*Excerpted text:*
>> start

While Fraud Investigators and Forensic Accountants may be the crucial cog in bringing suspects to justice, they may not necessarily be called in to the court as expert witnesses to testify their findings. This happens because there are certain criteria that need to be met for courts to determine if a particular forensic Accountant is needed and qualified as an expert.
 
Nonetheless, for the purpose of article, it has been assumed that a person who is in the field of forensic accounting or fraud examination is sufficiently qualified to be accepted by the court as an expert.
 
This write up is motivated by the need for fraud examiners and other accounting experts who are involved in an investigation to understand how courts view their findings. This may allow them to corroborate evidence and present their findings in a convincing manner accordingly. The professionals in this field always have to walk the fine line of balance between two separate entities: being independent as demanded by the court as well as being impartial from the parties that have engaged them. Any fatal error, or major flaw in the investigation could not only spoil their career as an expert, but it may also have a serious blow on the credibility of the profession if the court frequently renders such expert evidence as inadmissible. An expert may either be testifying or non-testifying depending on the situation. If he or she is a non-testifying expert, the opinion may be used throughout the case such as for the evaluation of the case; to assist in planning a strategy, search, obtain, examine, and evaluate evidence; interview witnesses; explain developments in the case; assist pre-trial motions, pleadings, and responses; and take notes and conduct investigation during the trial. If they are testifying experts, in order to maintain independence and objectivity, they should not get involved in pretrial motions and responses. The expert should not be present during the trial or cross-examination of various respondents and witnesses.

>> end

*Instruction:*
Please rewrite everything in the forensic accounting passage from "While Fraud Investigators" down to "court as an expert.", changing "suspects" to "defendants".

*Entries provided:*

>> start

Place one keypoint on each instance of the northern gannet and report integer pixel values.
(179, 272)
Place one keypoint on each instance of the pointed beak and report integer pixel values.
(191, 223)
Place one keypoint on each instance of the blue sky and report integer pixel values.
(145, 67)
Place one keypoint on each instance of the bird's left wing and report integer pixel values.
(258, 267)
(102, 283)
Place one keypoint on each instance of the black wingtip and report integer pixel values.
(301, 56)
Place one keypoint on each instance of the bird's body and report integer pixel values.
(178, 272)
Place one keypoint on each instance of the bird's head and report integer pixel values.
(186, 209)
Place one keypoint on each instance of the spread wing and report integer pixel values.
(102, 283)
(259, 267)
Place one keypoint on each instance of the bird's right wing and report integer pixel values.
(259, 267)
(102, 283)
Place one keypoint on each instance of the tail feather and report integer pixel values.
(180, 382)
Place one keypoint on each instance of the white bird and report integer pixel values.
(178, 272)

>> end

*Answer for the task:*
While Fraud Investigators and Forensic Accountants may be the crucial cog in bringing defendants to justice, they may not necessarily be called in to the court as expert witnesses to testify their findings. This happens because there are certain criteria that need to be met for courts to determine if a particular forensic Accountant is needed and qualified as an expert.
 
Nonetheless, for the purpose of article, it has been assumed that a person who is in the field of forensic accounting or fraud examination is sufficiently qualified to be accepted by the court as an expert.